[Dataset entries]
# # # # #

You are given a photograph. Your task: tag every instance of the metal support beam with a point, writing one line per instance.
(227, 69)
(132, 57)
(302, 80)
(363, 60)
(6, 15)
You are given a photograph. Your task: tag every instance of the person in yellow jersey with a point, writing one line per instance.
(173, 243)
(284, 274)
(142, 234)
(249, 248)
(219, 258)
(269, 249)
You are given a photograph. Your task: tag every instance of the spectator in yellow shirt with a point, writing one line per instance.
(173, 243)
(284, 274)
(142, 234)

# # # # #

**EXERCISE AIM**
Reproduce the dataset entries above line for line, with no changes.

**ANSWER TO THIS EXERCISE**
You are given a photograph. Your task: tag every instance of the metal support beam with a point, writing one line per instance.
(227, 69)
(132, 57)
(302, 80)
(363, 60)
(6, 15)
You are given a photograph. Your task: tag every instance of the person in yellow jersey with a point, writing one line per instance.
(173, 243)
(284, 274)
(142, 234)
(249, 248)
(219, 258)
(269, 249)
You are given a photograph. Your task: tag every instance of the spectator in yellow shirt with a point, writing one line per instance.
(173, 243)
(284, 274)
(142, 234)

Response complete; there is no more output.